● **REQUIREMENTS**: Output the entries verbatim, including every line.

● **ENTRIES SHOWN**:
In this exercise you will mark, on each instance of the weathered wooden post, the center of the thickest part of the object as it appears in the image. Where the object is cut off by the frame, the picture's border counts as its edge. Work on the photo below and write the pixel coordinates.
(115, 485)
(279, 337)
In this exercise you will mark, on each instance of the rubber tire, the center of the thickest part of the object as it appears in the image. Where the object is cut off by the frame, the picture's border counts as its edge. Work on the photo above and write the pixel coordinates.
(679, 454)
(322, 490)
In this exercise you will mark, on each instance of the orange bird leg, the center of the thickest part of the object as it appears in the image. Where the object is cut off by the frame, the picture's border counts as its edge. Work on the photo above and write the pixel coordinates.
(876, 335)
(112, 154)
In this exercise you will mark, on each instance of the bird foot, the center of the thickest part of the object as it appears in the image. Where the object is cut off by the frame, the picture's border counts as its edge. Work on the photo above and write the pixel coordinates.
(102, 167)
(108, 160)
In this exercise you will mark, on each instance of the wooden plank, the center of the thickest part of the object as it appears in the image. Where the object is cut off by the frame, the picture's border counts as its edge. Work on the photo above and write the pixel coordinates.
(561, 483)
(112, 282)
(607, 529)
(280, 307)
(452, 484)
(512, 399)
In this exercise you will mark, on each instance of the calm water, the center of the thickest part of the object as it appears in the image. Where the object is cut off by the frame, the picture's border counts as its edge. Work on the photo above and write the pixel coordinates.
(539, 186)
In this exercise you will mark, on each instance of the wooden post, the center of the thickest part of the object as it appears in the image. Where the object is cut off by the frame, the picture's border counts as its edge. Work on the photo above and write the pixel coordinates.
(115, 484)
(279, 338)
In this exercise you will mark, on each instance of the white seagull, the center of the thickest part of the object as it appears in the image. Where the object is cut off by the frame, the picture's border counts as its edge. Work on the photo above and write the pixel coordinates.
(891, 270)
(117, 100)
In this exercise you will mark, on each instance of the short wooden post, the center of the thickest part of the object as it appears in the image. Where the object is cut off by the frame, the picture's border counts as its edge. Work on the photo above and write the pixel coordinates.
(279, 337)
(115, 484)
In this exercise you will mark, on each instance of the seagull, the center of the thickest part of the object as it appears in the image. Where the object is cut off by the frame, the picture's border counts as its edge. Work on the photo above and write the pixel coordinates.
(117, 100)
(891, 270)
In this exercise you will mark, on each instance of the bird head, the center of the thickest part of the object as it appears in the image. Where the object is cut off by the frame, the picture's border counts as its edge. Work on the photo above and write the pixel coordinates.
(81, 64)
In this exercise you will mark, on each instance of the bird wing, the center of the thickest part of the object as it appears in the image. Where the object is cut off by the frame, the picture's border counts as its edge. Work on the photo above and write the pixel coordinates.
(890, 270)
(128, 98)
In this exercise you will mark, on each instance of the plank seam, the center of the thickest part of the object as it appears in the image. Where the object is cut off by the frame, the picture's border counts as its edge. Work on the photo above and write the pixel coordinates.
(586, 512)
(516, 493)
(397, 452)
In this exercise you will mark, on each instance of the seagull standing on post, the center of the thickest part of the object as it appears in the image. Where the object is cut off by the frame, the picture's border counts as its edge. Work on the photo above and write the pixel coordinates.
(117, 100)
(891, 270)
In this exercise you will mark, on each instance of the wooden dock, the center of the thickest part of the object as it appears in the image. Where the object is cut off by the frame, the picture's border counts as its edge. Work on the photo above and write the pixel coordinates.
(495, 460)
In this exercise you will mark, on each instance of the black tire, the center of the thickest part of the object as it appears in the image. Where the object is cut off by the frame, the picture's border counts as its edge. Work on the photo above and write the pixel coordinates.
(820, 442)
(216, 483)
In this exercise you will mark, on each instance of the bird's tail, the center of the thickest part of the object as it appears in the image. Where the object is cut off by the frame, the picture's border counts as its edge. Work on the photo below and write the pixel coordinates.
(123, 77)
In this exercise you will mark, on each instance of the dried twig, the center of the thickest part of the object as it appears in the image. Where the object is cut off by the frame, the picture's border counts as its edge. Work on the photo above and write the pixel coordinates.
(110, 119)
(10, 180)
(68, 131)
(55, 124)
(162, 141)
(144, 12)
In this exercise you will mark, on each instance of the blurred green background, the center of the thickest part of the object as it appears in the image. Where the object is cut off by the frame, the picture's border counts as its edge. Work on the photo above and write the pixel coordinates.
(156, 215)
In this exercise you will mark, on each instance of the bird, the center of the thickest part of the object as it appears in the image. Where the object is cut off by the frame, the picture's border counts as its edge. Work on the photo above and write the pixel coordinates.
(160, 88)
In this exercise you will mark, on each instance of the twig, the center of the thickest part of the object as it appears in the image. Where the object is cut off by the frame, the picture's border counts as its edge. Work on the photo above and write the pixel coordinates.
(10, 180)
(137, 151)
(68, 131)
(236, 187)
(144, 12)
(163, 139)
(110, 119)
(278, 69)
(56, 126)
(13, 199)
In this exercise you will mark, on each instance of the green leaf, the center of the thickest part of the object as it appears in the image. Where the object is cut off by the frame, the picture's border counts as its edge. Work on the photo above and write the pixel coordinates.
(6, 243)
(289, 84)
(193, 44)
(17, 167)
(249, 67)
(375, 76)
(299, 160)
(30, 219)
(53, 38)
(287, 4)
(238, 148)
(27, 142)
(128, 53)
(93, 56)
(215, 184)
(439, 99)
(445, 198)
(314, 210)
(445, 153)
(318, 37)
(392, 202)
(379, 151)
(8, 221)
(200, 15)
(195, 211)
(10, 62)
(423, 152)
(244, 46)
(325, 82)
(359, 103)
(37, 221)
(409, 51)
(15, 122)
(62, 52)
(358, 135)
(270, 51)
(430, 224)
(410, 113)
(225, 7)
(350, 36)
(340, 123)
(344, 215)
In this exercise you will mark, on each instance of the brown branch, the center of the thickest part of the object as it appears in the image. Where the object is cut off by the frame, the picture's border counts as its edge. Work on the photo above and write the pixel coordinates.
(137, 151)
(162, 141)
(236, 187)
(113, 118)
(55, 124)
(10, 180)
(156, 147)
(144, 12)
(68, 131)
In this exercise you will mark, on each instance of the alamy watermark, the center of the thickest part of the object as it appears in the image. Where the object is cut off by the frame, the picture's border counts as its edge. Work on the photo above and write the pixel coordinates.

● **SOLUTION FOR THIS TASK**:
In this exercise you will mark, on each instance of the weathered wooden post, the center of the thickest part of the object as it appears in the image. Where the object is cut off by the frame, the picture's border counts as its edge. Work on the photo below and write the pixel coordinates.
(115, 485)
(279, 337)
In this exercise you will mark, on each instance of the rubber tire, the center of the thickest part of the object as it appears in the image. Where the object is cut off by the frame, the picture's border counts as its edge. Work on the photo above and write the pixel coordinates.
(679, 454)
(322, 490)
In this exercise you will mark, on each instance of the orange bird leg, the center of the thickest part of the object as it appears in the image. Where the object is cut off by the frame, the picture's border counts as its edge. Work on the photo above and write the pixel coordinates.
(876, 335)
(112, 154)
In this exercise you will mark, on each instance of the bird foot, the center of the thickest part of the object as it appears in the image. Where the object is cut off by the frame, the picture's border counts as its edge. Work on the photo above and write the pixel coordinates.
(102, 167)
(108, 160)
In this exercise you will mark, on each instance of the wooden plank, the center of the thickest part of the object as it appears in the image. Where the object is cut off by the frame, the picture's border counts as its edge. Work on the photo above and write the pixel coordinates.
(561, 483)
(112, 282)
(607, 529)
(280, 307)
(452, 484)
(512, 399)
In this exercise you will mark, on each instance of the calm water, the center of the thickest part of the object as it appears in the image. Where the object is cut off by the frame, the picture's border counts as its edge. Work on the photo above and write the pixel coordinates.
(539, 186)
In this exercise you will mark, on each instance of the wooden post, the center of the thickest part of the object as it appears in the image. Where the object is cut off by the frame, the picture's border counts as its edge. Work on the photo above and write the pixel coordinates.
(115, 484)
(279, 338)
In this exercise you will mark, on each instance of the white seagull, the center of the thickest part of the object as it appears in the image. Where the object is cut off by the frame, the picture's border counts as its edge. Work on the photo above and write the pixel coordinates.
(891, 270)
(117, 100)
In this exercise you will mark, on each instance of the short wooden post, the center of the thickest part of the object as it appears in the image. Where the object is cut off by the frame, the picture's border counts as its edge. Work on the photo above and write the pixel coordinates.
(279, 337)
(115, 484)
In this exercise you will mark, on each instance of the seagull, the center of the thickest part of the object as it appears in the image. Where the object is cut off by the frame, the picture's border counts as its edge. Work on the photo above and write the pixel coordinates.
(117, 100)
(891, 270)
In this exercise you will mark, on each instance of the bird head, the center of the thickest part of the object as it appears in the image. Where the object is cut off by the frame, the picture's border counts as its edge. Work on the photo above and write the pixel coordinates.
(81, 64)
In this exercise you will mark, on each instance of the bird wing, the center of the thickest part of the object as it appears in the image. Where the object is cut off by the frame, the picture's border counts as its edge. Work on the photo above and write the pixel coordinates.
(890, 270)
(128, 98)
In this exercise you will mark, on each instance of the plank seam, the center of the thickest part of the object as it appears in the image. Where the object is cut off by the frame, the picture's border counts as its edge. Work on the photo above and write the pixel coordinates.
(586, 512)
(516, 493)
(397, 452)
In this exercise you will mark, on each instance of the seagull standing on post, the center of the thickest part of the object as it appears in the image. Where the object is cut off by the frame, the picture's border counts as its edge. Work on the photo above and write the pixel coordinates.
(117, 100)
(891, 270)
In this exercise you will mark, on each instance of the wooden dock, the center of the thickest part of the object as it appears in the image. Where the object is cut off by the frame, the picture's border counts as its edge. Work on the photo above and write the pixel coordinates.
(495, 460)
In this exercise you will mark, on each instance of the black tire, the center of the thickest part of the object as it appears in the image. Where the object is cut off by the frame, the picture's border counts as its edge. Work on the photo above and write the pixel coordinates.
(820, 442)
(216, 483)
In this exercise you will mark, on each instance of the bird's tail, the center of the thickest part of the object as it appears in the image. Where the object is cut off by the frame, the picture's border counts as its edge. Work on the photo below and write the pixel coordinates.
(123, 77)
In this exercise you will mark, on each instance of the dried twig, the center of the thickest part of the object as it appears in the image. Where the object is cut off by the frame, the picture's border counts as its edge. Work on the photo above and write the pixel coordinates.
(110, 119)
(10, 180)
(68, 131)
(55, 124)
(162, 141)
(144, 12)
In this exercise you will mark, on each instance of the blurred green background, the center of the thickest part of the object as it appears in the image. Where the object is cut off by the frame, the picture's border counts as its edge. Work on the photo above and write the pixel coordinates.
(156, 215)
In this exercise you will mark, on each instance of the bird, the center of the thickest part of the object as it appears in the image. Where the object is cut off by the frame, the picture's border counts as its edge. Work on the photo above and write the pixel coordinates.
(160, 88)
In this exercise you will mark, on each instance of the twig, the center of the thickest part of the object as it appears in the image. Where the object is cut off by the frame, the picture's border counts as its edge. Work on the photo above and write the pixel coordinates.
(10, 180)
(137, 151)
(68, 131)
(236, 187)
(144, 12)
(163, 139)
(110, 119)
(278, 69)
(56, 126)
(13, 199)
In this exercise you will mark, on each instance of the green leaf, the center of the thickest part of the object as it appears in the image. Where the object is cut off by the frame, the picture's border counts as its edge. Work on the photo above and write the pixel coordinates.
(6, 243)
(289, 84)
(193, 44)
(17, 167)
(249, 67)
(375, 76)
(299, 160)
(30, 219)
(53, 38)
(287, 4)
(238, 148)
(27, 142)
(128, 53)
(93, 56)
(215, 184)
(439, 99)
(445, 198)
(314, 210)
(445, 153)
(318, 37)
(392, 202)
(379, 151)
(8, 221)
(200, 15)
(195, 211)
(10, 62)
(423, 152)
(244, 46)
(325, 82)
(359, 103)
(37, 221)
(409, 51)
(15, 122)
(62, 52)
(358, 135)
(270, 51)
(430, 224)
(410, 113)
(225, 7)
(350, 36)
(340, 123)
(344, 215)
In this exercise you will mark, on each instance of the brown branch, the center of the thickest part of the object as it appears in the image. Where the object is cut off by the frame, the picture's border counts as its edge. Work on the photo above and write the pixel coordinates.
(137, 151)
(162, 141)
(236, 187)
(113, 118)
(55, 124)
(10, 180)
(156, 147)
(144, 12)
(68, 131)
In this exercise you will mark, on each instance of the alamy watermark, the center of the thickest part of the object as it appears in the image. Where the object is cut off by the frame, the picture's border counts as its edge. Work on the photo above and write the pixel coordinates.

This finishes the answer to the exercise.